→ **Exercise goal**
Rewrite the passage of the review of The Quantum Labyrinth starting at "The Quantum Labyrinth" and ending at "long work week.", swapping "straightforward" out for "effortless".

→ **Provided text**

The Quantum Labyrinth is genuinely interesting. If you want to learn more about Feynman or Wheeler, you certainly will do that here. I just think that it won’t be as smooth or straightforward a read as I wanted it to be, reading it during a long work week.
AN INFORMATIVE ACCOUNT OF THE WORK OF THESE TWO MEN
Paul Halpern is Professor of Physics at the University of the Sciences in Philadelphia. He wrote in the Introduction to this 2017 book, “More than seventy-five years ago… a quiet revolution began here in our understanding of the nature of time. Discussions between two brilliant physicists, Richard Phillips ‘Dick’ Feynman and John Archibald ‘Johnnie’ Wheeler set off a chain of events that fundamentally recast the notion of time and history in quantum physics. Ultimately, their ideas transformed the concept of time from a single stream flowing inalterably in one direction into a labyrinth of alternatives extending backward as well as forward. By probing Princeton’s past, we wish to unravel how this radical change was born and understand its impact on the contemporary search for a complete explanation of physical reality.” (Pg. 1)
He recounts, “When admitted to Princeton, Feynman had originally been assigned as Wigner’s teaching assistant… At the last minute, Feynman was switched to assisting Wheeler instead. In retrospect, each considered the substitution one of the most auspicious moments in his career… Feynman and Wheeler’s collaboration… would lead to a rethinking of the fundamentals of quantum physics through the concept of ‘sum over histories,’ introduced by Feynman and named by Wheeler. That revolutionary approach sees actuality as a composite of all possibilities… The two physicists would prove the perfect team: Feynman cautious and thorough in his brilliant calculations, Wheeler bold and imaginative in his far-reaching notions. Honing and reworking bizarre hypotheses into workable solutions would become their joint specialty. A lifetime journey of intrepid explorations would launch in Wheeler’s Princeton office.” (Pg. 7-8)
Later, he notes, “Wheeler… loved bringing up with Feynman (and others) abstruse philosophical questions and thinking of ways to test them. Feynman disliked abstractions but relished the testing part. That’s one reason they were well matched.” (Pg. 25)

→ **Provided information**

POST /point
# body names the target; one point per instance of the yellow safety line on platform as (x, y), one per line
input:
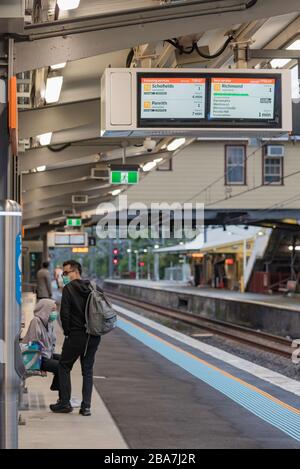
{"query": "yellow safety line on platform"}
(250, 386)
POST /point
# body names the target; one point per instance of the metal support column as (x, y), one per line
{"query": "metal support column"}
(11, 365)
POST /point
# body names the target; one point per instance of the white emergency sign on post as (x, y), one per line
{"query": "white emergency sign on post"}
(296, 353)
(2, 351)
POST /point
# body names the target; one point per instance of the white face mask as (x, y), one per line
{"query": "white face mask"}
(53, 316)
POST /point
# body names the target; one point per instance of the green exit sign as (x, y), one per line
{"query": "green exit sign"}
(73, 221)
(124, 177)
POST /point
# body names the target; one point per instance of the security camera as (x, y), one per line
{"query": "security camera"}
(149, 144)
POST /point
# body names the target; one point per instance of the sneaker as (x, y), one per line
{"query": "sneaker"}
(75, 403)
(85, 412)
(61, 408)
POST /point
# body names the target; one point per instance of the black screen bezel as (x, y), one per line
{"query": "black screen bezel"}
(207, 122)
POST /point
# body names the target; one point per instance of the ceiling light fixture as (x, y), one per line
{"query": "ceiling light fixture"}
(116, 192)
(53, 89)
(178, 142)
(45, 139)
(149, 166)
(68, 4)
(58, 66)
(40, 169)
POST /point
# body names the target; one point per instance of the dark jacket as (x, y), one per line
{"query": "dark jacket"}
(73, 302)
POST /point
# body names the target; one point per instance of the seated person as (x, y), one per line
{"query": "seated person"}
(41, 330)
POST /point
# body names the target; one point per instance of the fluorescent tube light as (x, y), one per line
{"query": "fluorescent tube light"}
(45, 139)
(53, 89)
(116, 192)
(58, 66)
(149, 166)
(40, 169)
(68, 4)
(175, 144)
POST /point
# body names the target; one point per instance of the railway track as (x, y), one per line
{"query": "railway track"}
(264, 341)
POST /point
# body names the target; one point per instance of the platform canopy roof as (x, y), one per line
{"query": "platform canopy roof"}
(115, 33)
(216, 238)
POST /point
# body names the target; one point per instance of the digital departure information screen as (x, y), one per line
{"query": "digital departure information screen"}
(206, 99)
(179, 98)
(242, 98)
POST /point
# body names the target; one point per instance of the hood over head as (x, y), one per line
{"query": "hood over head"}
(82, 286)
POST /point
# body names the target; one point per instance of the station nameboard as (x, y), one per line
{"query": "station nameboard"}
(67, 239)
(207, 100)
(173, 98)
(73, 221)
(195, 102)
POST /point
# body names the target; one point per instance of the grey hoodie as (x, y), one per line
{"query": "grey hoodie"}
(39, 327)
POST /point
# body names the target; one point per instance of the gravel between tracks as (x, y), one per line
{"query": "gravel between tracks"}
(268, 360)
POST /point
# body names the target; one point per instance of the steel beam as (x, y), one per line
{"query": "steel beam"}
(138, 29)
(45, 193)
(38, 121)
(40, 217)
(44, 156)
(65, 200)
(56, 176)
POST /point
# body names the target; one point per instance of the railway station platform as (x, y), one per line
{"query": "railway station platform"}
(41, 429)
(275, 314)
(157, 388)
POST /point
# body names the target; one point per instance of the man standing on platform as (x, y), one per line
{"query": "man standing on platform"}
(77, 344)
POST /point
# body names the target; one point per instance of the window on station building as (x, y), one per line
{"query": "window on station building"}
(235, 165)
(272, 170)
(295, 83)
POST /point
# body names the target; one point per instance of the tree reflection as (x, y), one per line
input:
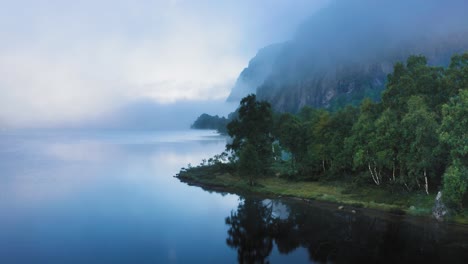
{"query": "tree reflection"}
(250, 231)
(336, 236)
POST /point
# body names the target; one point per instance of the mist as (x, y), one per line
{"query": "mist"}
(65, 63)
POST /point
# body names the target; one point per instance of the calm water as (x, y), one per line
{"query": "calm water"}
(110, 197)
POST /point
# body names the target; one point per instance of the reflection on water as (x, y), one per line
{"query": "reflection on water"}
(334, 236)
(110, 197)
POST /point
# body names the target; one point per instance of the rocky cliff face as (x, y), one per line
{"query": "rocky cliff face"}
(345, 52)
(256, 72)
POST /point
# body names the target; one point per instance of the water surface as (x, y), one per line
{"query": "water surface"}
(110, 197)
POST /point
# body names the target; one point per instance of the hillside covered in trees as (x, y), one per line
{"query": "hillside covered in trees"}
(343, 53)
(413, 141)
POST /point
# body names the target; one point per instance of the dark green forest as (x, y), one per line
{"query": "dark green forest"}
(413, 140)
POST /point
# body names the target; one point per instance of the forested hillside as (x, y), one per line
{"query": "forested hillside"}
(343, 53)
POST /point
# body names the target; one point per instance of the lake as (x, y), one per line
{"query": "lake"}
(110, 197)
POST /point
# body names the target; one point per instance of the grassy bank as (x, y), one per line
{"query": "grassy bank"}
(214, 178)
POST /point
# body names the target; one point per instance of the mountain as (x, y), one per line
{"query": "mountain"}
(344, 52)
(256, 72)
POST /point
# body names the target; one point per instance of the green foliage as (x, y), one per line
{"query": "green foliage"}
(455, 185)
(419, 128)
(249, 163)
(405, 142)
(253, 128)
(453, 130)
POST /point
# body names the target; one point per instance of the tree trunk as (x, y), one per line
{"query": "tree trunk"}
(427, 184)
(374, 175)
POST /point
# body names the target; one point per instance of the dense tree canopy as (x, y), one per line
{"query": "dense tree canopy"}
(415, 138)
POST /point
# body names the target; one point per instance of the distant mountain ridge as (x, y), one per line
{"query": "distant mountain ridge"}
(345, 52)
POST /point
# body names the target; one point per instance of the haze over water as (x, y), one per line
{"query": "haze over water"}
(110, 197)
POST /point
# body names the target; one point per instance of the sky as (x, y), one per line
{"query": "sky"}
(73, 61)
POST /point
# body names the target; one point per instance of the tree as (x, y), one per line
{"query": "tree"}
(362, 141)
(455, 185)
(249, 163)
(253, 127)
(420, 140)
(291, 135)
(453, 133)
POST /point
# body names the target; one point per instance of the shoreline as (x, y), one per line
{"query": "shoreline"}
(338, 197)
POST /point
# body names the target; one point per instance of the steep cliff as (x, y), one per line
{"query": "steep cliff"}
(256, 72)
(343, 53)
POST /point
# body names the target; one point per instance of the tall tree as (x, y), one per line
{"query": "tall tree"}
(253, 127)
(419, 129)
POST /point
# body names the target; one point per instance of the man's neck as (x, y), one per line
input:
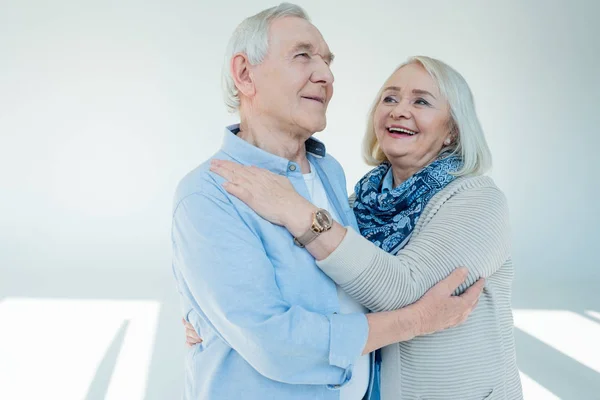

→ **Finished exercise**
The Quantum Labyrinth is genuinely interesting. If you want to learn more about Feynman or Wheeler, you certainly will do that here. I just think that it won’t be as smooth or effortless a read as I wanted it to be, reading it during a long work week.